Dataset rows
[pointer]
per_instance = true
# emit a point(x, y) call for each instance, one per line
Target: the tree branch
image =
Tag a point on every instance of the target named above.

### DIRECTION
Please recast every line of the listing above as a numbered list, one line per item, leaving out any blank lines.

### COMPLETED EXERCISE
1. [pointer]
2. per_instance = true
3. # emit a point(x, y) call for each instance, one per line
4. Target: the tree branch
5. image =
6. Tag a point on every instance of the target named above.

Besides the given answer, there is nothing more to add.